> **GOAL**
Lay out the records from their first line through the line containing "[[144,64],[148,64],[148,60],[142,60],[142,65]]" as a Markdown table with the columns Row and Line, numbering each row and leaving out blank lines.

►

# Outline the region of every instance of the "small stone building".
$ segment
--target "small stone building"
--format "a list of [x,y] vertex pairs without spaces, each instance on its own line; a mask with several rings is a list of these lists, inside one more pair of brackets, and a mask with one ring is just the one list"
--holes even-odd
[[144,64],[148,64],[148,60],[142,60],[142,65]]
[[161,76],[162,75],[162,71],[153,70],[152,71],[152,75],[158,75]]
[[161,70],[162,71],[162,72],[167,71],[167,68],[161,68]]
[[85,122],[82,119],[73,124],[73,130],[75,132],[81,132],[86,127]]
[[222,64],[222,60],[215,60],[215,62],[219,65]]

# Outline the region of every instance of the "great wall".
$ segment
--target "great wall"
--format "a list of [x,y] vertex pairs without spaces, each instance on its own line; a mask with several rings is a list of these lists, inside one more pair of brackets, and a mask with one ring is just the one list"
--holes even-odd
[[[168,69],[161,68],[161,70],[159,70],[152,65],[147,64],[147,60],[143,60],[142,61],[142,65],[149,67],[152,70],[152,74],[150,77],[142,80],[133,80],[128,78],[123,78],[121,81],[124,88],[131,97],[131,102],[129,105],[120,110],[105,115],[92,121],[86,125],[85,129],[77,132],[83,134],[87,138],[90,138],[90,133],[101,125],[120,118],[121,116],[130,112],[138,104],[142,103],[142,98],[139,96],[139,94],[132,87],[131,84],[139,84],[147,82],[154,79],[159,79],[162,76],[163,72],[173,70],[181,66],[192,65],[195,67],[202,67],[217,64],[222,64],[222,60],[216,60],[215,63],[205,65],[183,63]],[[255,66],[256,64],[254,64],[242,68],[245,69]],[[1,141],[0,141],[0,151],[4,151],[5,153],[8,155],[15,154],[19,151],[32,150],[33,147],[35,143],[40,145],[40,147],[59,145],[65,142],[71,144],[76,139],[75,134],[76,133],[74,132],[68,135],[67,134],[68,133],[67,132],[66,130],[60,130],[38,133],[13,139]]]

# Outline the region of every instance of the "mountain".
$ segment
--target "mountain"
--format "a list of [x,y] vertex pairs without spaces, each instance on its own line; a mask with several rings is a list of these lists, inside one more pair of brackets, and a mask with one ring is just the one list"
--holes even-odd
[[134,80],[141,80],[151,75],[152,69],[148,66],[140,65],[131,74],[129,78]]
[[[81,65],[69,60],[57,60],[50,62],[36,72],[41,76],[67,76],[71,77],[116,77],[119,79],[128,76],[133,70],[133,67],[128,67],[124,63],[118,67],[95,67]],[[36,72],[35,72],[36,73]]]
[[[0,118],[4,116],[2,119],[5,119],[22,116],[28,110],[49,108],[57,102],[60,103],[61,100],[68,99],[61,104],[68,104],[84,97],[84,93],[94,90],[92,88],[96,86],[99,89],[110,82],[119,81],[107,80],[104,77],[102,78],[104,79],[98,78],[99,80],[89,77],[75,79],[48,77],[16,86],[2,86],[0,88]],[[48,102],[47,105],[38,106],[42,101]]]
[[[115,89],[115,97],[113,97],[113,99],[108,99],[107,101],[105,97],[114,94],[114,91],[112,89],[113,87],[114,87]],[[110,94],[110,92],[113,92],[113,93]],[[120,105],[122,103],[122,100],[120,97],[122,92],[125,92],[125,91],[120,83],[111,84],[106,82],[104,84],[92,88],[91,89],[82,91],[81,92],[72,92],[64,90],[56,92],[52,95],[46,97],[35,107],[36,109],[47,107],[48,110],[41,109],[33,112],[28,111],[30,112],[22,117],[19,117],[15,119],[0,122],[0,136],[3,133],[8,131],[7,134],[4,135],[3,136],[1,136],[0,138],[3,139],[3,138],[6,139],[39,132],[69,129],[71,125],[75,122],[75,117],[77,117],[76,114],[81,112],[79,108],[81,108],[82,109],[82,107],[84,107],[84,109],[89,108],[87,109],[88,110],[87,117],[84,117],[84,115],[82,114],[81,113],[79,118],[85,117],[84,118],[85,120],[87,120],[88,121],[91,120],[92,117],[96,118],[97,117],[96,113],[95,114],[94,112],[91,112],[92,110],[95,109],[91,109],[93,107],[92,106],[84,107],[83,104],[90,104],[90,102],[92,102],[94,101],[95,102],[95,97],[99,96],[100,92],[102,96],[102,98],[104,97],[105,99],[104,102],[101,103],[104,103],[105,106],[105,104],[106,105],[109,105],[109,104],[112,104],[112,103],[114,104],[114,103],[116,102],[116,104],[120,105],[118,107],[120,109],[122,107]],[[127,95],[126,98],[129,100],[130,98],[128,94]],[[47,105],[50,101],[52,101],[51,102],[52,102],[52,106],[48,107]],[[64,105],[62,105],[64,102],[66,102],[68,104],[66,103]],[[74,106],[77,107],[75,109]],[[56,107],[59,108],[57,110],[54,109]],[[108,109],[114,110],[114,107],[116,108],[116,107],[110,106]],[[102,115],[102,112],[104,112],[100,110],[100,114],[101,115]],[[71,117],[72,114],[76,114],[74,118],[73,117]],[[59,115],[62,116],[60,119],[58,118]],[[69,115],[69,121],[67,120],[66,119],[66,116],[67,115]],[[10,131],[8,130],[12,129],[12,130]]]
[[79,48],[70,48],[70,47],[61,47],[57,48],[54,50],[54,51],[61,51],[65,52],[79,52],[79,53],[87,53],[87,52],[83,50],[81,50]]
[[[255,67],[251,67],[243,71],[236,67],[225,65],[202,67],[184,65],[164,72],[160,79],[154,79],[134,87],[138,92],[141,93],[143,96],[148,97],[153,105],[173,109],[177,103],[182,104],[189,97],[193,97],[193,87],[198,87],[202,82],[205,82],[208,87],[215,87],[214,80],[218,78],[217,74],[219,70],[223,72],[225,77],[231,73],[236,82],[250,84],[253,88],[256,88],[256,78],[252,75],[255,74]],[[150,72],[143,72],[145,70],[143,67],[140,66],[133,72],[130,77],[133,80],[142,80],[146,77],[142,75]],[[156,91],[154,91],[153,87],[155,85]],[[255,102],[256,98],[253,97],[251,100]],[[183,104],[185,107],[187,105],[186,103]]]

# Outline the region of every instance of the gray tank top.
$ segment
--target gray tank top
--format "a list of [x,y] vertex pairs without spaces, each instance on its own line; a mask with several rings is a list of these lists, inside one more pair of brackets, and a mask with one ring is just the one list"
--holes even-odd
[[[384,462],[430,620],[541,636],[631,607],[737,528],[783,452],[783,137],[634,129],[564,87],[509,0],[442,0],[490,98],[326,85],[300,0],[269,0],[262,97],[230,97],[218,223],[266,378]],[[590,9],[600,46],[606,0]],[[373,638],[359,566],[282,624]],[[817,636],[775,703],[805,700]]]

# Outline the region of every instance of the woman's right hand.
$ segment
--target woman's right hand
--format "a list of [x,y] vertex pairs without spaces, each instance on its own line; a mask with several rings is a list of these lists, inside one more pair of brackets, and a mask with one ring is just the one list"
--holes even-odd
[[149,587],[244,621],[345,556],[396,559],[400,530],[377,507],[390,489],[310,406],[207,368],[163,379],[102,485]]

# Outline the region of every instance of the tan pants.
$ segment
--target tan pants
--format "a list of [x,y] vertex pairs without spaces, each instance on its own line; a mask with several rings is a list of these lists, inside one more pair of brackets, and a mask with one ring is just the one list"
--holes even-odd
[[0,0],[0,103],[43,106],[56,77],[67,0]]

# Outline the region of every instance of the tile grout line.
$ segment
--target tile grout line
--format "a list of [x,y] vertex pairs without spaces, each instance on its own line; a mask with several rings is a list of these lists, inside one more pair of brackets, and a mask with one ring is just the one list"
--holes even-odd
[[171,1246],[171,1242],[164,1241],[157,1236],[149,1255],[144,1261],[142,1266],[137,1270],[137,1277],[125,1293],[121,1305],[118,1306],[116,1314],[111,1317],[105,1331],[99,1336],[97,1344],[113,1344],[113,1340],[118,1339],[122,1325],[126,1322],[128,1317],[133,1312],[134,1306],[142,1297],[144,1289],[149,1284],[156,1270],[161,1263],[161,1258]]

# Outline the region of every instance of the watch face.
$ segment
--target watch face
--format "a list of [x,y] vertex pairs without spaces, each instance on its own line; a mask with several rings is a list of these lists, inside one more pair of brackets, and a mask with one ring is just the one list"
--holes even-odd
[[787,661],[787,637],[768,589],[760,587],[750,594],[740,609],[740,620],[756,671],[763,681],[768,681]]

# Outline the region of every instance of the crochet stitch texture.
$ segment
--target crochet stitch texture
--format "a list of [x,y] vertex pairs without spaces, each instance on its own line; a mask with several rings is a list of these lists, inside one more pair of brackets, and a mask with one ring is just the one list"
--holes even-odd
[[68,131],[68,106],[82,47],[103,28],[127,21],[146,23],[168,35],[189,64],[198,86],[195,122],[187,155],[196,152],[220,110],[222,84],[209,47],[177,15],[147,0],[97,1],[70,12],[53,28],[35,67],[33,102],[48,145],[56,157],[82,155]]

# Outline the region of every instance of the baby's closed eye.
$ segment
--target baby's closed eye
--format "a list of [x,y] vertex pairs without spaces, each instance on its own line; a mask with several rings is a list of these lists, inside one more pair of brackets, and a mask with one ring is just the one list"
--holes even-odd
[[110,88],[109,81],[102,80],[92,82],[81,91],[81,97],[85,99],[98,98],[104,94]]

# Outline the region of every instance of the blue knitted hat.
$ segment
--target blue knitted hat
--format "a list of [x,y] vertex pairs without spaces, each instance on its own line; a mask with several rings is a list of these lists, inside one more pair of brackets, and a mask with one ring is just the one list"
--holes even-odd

◄

> **RESPONSE TO THIS TASK**
| Row | Line |
|---|---|
| 1 | # Outline the region of every instance of the "small stone building". |
| 2 | $ segment |
| 3 | --target "small stone building" |
| 4 | --format "a list of [x,y] vertex pairs without spaces, each instance on its own line; a mask with several rings is a list of these lists, inside one more pair of brackets, and a mask with one ring is just the one list" |
| 5 | --holes even-odd |
| 6 | [[144,64],[148,64],[148,60],[142,60],[142,65]] |